→ **EXERCISE REQUIREMENTS**
Answer these questions from the Corsaro review.
1. Who designed the game?
2. What is the stated price of the Klutz board game book on Amazon?
3. How many pirate ships are among the game's 14 pieces?

→ **SOURCE EXTRACT**
══════════════════════════════

Monday, November 10, 2008

#38: Corsaro - Irrfahrt im Piratenmeert

Corsaro - Irrfahrt im Piratenmeer
  • designer: Wolfgang Kramer
  • publisher: Herder Spiele
  • date: 1991
  • BoardGameGeek rank/rating: not ranked/6.16
  • age: 5+
  • # of players: 2-4
  • print status: OOP in the original edition; reprinted recently in The 15 Greatest Board Games In The World
  • cost: there are a couple of copies of the original game on the BGG Marketplace (both in Europe) - OTOH, you can find the aforementioned Klutz board game book from Amazon for $12.46 (Great price, btw!)
I need to start this mini-review with a disclaimer - I was a consultant for the Klutz board game book where this classic Spiel des Jahres Kinderspiel winning game was finally reprinted. (It's actually one of the highlights of my work on the book - I'm proud that I'm the one who brought this game to the editor's attention.)

That said, this is a great cooperative game, from a company (now long gone) that specialized in cooperative games. Prior to the publication of Knizia's Lord of the Rings, cooperative games didn't get a lot of love from gamers... "nobody wins!" was the common whine. But properly designed cooperative games are filled with tension... the "can we survive?" question looms over every move you make. Corsaro is a classic example of how 14 pieces (12 ships in 4 colors & 2 pirate ships), a handful of provision chips (in the original game, they're baskets of food) and a couple of dice can create magical gaming moments.

══════════════════════════════

→ **ENTRIES SHOWN**
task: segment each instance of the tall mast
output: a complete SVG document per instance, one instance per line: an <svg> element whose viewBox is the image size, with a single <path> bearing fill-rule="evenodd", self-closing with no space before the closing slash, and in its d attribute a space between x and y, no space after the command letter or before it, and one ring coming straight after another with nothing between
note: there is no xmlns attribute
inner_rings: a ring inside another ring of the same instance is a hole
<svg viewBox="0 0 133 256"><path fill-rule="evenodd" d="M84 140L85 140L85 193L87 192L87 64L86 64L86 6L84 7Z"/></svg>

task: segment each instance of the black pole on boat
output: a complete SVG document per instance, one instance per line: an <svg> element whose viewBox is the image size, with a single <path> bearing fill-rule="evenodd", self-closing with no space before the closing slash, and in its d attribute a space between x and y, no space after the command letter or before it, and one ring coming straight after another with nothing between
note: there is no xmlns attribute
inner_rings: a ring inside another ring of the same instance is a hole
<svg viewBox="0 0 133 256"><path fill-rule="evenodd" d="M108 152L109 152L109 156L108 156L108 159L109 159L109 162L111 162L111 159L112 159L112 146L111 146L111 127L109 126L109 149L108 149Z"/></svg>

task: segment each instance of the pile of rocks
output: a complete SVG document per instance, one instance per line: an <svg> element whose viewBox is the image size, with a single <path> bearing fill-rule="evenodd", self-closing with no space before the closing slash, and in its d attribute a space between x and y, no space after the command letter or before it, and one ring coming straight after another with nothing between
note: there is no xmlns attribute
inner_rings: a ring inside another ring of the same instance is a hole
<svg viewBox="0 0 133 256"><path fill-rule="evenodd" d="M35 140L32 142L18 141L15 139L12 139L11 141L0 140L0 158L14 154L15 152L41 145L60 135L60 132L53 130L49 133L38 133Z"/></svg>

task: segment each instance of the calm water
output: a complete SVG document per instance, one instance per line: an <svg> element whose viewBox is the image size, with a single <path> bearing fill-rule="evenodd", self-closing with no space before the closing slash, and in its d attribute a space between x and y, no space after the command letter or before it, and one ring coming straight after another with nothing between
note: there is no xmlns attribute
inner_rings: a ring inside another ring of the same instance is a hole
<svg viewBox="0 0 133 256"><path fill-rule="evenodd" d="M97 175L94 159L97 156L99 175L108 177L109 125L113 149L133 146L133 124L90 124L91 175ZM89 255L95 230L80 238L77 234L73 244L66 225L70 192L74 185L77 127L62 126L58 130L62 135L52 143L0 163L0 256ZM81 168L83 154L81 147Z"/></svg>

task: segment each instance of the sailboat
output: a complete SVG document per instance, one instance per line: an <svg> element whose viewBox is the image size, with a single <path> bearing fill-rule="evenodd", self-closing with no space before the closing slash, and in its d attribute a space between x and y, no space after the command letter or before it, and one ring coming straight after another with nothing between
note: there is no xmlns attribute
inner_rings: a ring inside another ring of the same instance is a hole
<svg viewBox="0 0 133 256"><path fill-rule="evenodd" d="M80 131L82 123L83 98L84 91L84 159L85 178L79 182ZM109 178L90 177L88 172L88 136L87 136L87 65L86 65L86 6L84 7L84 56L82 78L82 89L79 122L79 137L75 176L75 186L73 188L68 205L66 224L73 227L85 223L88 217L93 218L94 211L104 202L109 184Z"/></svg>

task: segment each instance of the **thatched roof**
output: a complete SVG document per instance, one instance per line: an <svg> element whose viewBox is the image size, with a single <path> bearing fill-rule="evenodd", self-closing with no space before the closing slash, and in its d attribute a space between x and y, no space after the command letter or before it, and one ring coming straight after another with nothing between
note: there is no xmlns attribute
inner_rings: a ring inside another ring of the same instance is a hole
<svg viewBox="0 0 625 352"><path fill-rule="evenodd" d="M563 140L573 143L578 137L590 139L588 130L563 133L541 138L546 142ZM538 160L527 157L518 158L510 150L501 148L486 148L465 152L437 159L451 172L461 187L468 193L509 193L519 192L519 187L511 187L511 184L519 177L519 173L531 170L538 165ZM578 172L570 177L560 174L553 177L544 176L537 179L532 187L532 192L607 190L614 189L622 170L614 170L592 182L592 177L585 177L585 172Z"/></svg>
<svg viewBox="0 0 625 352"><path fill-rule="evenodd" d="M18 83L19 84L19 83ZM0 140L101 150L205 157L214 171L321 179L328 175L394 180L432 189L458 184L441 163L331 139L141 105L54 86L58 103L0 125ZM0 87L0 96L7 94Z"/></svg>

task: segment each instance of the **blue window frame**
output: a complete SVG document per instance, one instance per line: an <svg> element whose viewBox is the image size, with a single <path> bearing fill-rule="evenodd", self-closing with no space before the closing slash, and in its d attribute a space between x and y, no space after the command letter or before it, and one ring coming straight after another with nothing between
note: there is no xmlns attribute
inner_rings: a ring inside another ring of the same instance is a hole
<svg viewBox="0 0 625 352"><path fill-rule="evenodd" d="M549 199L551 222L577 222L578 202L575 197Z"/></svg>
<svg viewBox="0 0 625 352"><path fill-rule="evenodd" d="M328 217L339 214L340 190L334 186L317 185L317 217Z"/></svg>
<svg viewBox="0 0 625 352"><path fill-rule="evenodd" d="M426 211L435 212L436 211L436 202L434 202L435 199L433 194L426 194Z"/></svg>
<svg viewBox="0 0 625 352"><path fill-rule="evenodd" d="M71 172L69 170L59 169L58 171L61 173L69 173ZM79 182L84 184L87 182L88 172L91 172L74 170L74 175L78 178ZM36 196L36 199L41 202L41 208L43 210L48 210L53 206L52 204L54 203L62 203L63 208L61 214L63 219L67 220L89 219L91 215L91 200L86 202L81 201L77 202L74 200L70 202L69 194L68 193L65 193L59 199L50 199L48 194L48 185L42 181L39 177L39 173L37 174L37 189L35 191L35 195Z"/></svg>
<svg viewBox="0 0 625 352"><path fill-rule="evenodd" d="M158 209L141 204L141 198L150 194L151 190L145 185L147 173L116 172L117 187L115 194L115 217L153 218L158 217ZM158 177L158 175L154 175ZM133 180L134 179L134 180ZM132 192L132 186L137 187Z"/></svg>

══════════════════════════════

→ **RESULT OF THE EXERCISE**
1. Wolfgang Kramer
2. $12.46
3. 2